Reading passage:

──────

Thomas, is the TSF in the RX status descriptor actually 32 bits, or is
this a printing error?
The firmware side seems to be populating it with a 64 bit TSF value
and the rx_status field in question is actually 64 bits. Hence why I'm
confused.
Adrian
On 24 October 2012 18:54, Adrian Chadd <[email protected]> wrote:
> I'll go and see about pushing this into the tree so Sujith's next
> ath9k_htc drop will include this fix.
>
> Thanks for the debugging info Thomas!
I've just pushed the fix into the tree. I'll privately email you
another image to test with just to make sure my committed fix is
correct.
The next release will have this fixed.
Adrian
On 24 October 2012 15:08, Thomas Pedersen <[email protected]> wrote:
>> Also, we should check to see whether the MAC is paying attention to
>> any beacon frames
>
> How? For mesh mode support we currently just reuse the WDS AP firmware vif
> opmode.
>
>> and updating _its_ timestamp using that beacon frame timer. That's
>> one of the mesh-and-sta-and-ap-at-the-same-time problems - in
>> STA mode, the TSF gets fudged based on the AP TSF. In other modes this
>> doesn't necessarily hold.
>
> OK, but the TSF for AP shouldn't be automatically updated on other
> beacons, right?
Right but look at those AP macs, there's multiple overlapping TSFs there, right?
* Each MAC AP has an incrementing TSF;
* Multiple APs have different TSF spaces, they're not synchronised at all;
* There's one RX TSF namespace - if the vif is in AP mode then it's
free-running and not synchronising against any other TSF;
* Thus the above makes sense to me.
So far the beacon frames look correct and they're increasing; you're
not obviously synchronising TSF against anything.

──────

Stored data:
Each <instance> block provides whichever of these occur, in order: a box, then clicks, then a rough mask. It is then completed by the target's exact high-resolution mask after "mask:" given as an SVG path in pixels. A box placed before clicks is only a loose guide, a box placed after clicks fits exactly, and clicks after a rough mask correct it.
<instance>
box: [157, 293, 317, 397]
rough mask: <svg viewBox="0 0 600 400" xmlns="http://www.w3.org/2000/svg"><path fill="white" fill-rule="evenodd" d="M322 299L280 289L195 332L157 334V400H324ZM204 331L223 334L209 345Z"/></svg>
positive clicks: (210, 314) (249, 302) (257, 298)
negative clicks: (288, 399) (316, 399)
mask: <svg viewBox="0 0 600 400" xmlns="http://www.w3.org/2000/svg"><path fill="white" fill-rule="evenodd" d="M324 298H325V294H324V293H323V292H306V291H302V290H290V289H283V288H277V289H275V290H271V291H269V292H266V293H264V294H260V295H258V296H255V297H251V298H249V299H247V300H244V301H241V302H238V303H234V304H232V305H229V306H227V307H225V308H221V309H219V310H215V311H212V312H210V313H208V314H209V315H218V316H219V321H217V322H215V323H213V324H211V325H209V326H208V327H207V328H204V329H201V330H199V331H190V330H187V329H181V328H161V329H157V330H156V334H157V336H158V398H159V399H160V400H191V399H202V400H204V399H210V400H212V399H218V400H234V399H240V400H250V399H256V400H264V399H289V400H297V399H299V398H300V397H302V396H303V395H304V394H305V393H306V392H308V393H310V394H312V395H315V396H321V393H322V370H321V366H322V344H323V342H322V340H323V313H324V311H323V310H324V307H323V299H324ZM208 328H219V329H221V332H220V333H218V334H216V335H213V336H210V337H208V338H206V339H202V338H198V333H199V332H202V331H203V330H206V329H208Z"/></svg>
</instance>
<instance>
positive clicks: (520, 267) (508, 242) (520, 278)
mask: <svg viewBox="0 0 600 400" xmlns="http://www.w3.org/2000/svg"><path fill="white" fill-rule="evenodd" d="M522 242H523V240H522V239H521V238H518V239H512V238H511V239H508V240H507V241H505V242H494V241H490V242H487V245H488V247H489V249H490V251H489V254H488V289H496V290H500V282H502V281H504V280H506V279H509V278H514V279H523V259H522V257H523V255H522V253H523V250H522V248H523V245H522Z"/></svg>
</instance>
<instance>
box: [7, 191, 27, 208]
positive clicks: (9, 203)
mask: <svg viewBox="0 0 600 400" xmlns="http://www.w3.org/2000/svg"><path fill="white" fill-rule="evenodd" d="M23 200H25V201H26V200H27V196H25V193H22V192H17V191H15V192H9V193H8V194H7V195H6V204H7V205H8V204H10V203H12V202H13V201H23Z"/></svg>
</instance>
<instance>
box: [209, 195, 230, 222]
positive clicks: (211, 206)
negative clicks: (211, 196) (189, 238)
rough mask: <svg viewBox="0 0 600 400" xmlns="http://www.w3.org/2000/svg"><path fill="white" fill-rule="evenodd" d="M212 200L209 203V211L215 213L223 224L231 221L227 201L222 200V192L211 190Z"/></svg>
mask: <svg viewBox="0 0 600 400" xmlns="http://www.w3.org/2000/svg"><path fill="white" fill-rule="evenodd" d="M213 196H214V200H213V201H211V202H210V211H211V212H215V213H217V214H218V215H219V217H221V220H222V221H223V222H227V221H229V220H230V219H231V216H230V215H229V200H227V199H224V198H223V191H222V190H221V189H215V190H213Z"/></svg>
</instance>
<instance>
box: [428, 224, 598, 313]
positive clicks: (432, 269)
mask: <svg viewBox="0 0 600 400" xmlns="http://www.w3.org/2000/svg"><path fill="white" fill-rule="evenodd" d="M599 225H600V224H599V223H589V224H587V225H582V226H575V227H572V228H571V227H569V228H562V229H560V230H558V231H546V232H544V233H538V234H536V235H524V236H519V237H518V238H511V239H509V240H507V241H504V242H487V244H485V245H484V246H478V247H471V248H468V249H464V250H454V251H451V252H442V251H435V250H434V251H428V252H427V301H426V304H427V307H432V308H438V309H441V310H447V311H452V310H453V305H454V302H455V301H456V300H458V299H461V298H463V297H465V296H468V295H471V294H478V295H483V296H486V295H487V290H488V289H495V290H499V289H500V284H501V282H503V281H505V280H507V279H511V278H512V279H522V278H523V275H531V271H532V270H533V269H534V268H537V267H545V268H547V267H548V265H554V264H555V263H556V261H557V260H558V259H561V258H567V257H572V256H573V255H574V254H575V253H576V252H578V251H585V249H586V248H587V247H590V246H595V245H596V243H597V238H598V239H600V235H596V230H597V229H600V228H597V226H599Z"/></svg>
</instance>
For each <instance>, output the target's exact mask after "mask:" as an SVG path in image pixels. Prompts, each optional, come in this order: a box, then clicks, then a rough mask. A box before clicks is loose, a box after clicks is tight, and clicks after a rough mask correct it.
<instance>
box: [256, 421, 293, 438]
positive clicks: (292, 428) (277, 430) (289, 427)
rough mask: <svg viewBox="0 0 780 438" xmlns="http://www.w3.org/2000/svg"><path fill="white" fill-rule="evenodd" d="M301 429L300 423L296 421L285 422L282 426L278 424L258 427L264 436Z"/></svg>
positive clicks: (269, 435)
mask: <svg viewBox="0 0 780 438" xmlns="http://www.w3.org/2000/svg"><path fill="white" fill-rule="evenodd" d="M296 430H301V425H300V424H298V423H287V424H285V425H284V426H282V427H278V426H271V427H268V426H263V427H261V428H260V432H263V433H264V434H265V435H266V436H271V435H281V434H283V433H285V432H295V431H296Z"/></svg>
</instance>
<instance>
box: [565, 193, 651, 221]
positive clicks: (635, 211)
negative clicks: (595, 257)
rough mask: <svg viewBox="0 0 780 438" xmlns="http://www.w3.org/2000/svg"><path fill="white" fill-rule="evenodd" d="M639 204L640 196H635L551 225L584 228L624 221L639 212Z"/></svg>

──────

Instructions for the task:
Reproduce the full mailing-list thread about the TSF value in the RX status descriptor, word for word.

Reply to the task:
Thomas, is the TSF in the RX status descriptor actually 32 bits, or is
this a printing error?
The firmware side seems to be populating it with a 64 bit TSF value
and the rx_status field in question is actually 64 bits. Hence why I'm
confused.
Adrian
On 24 October 2012 18:54, Adrian Chadd <[email protected]> wrote:
> I'll go and see about pushing this into the tree so Sujith's next
> ath9k_htc drop will include this fix.
>
> Thanks for the debugging info Thomas!
I've just pushed the fix into the tree. I'll privately email you
another image to test with just to make sure my committed fix is
correct.
The next release will have this fixed.
Adrian
On 24 October 2012 15:08, Thomas Pedersen <[email protected]> wrote:
>> Also, we should check to see whether the MAC is paying attention to
>> any beacon frames
>
> How? For mesh mode support we currently just reuse the WDS AP firmware vif
> opmode.
>
>> and updating _its_ timestamp using that beacon frame timer. That's
>> one of the mesh-and-sta-and-ap-at-the-same-time problems - in
>> STA mode, the TSF gets fudged based on the AP TSF. In other modes this
>> doesn't necessarily hold.
>
> OK, but the TSF for AP shouldn't be automatically updated on other
> beacons, right?
Right but look at those AP macs, there's multiple overlapping TSFs there, right?
* Each MAC AP has an incrementing TSF;
* Multiple APs have different TSF spaces, they're not synchronised at all;
* There's one RX TSF namespace - if the vif is in AP mode then it's
free-running and not synchronising against any other TSF;
* Thus the above makes sense to me.
So far the beacon frames look correct and they're increasing; you're
not obviously synchronising TSF against anything.